• Assignment: The entries below should be quoted exactly, with no pictures carried over.
[Records for the task — start]
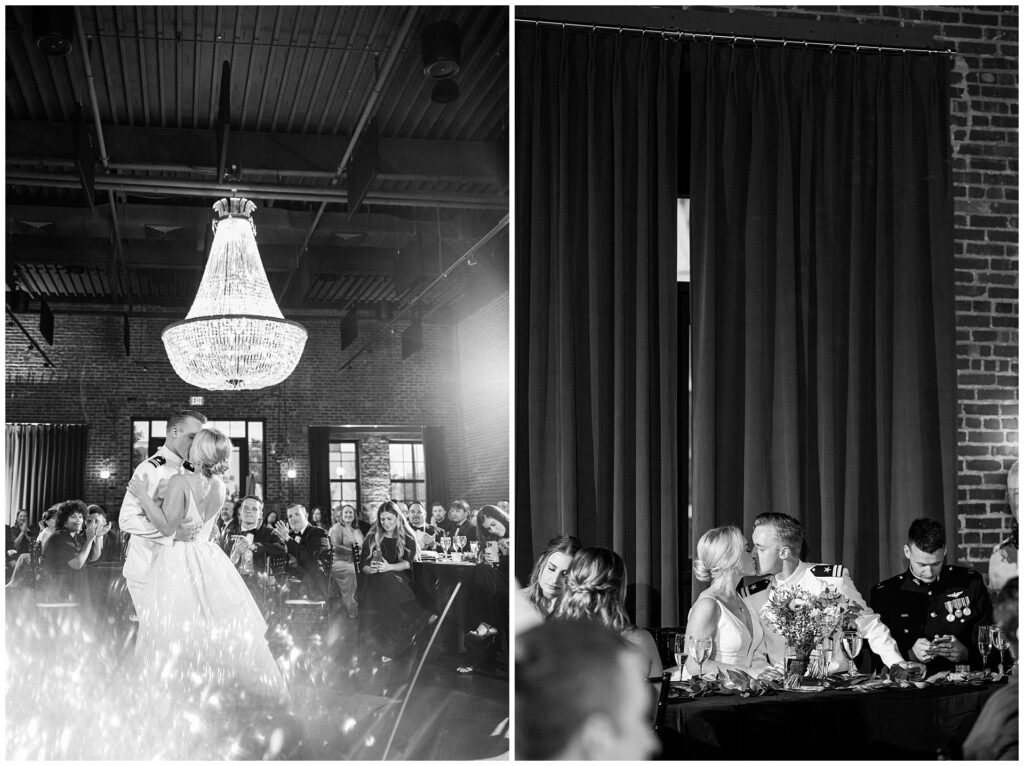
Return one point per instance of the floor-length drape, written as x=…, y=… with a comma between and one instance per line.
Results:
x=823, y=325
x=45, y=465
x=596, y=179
[Records for the task — finish]
• The completed task:
Return one point per instance of the floor-length drape, written as x=…, y=… with a comma between and one instance per line.
Results:
x=823, y=325
x=45, y=465
x=596, y=179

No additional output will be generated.